[start]

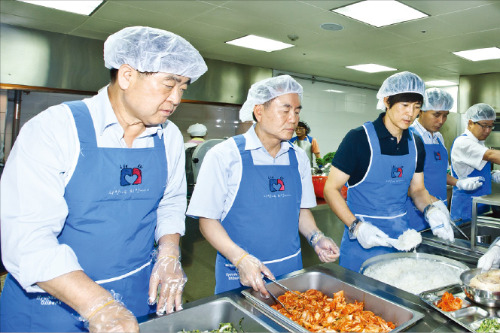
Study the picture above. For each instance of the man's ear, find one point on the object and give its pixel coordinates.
(257, 111)
(125, 75)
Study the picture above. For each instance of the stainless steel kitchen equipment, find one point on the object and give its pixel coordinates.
(207, 316)
(301, 281)
(484, 297)
(469, 316)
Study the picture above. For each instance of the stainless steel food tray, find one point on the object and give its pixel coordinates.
(206, 317)
(401, 316)
(469, 316)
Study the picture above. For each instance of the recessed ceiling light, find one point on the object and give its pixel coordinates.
(371, 68)
(83, 7)
(259, 43)
(480, 54)
(380, 13)
(440, 83)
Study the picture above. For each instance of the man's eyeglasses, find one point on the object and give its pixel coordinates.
(485, 126)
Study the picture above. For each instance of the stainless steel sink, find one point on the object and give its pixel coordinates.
(207, 317)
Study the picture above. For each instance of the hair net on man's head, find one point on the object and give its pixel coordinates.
(265, 90)
(197, 130)
(400, 83)
(153, 50)
(480, 111)
(437, 100)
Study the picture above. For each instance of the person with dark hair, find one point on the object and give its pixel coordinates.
(305, 141)
(92, 185)
(382, 162)
(254, 193)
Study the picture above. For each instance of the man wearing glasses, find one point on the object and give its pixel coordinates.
(471, 158)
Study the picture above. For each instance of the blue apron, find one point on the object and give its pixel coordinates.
(461, 201)
(264, 218)
(379, 198)
(435, 170)
(112, 199)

[end]

Can you copy out, word for word, the stretch from the line containing "Study the picture above. For each instance of the recessed" through the last of the items?

- Solved exercise:
Study the picture above. For each instance of the recessed ceiling light, find one point on the object and give its pixel coordinates.
(371, 68)
(83, 7)
(259, 43)
(480, 54)
(380, 13)
(440, 83)
Study the picture above. For each instance of the man's eyeglasses, find one point on the object and give its pixel coordinates.
(485, 126)
Study the picture above. For each instance of the stainless steel sink, find one point on the object and give its pixel coordinates.
(207, 317)
Study the picture above. For each instance of the hair net on man's head, find one point on the object and give its pixel coordinates.
(265, 90)
(197, 130)
(400, 83)
(153, 50)
(480, 111)
(437, 100)
Study the picture above. For each instance of the person with dark hair, find one point on the object and give its pixel coordinates.
(305, 141)
(92, 185)
(382, 162)
(254, 193)
Study the picture above. For each instance of the man wearing glasses, find one point on the object and give its pixel coordinates.
(471, 158)
Study the picture above. For each instance of the blue apron, find one point on the object and give its pixel coordinates.
(461, 201)
(264, 218)
(379, 198)
(435, 170)
(112, 199)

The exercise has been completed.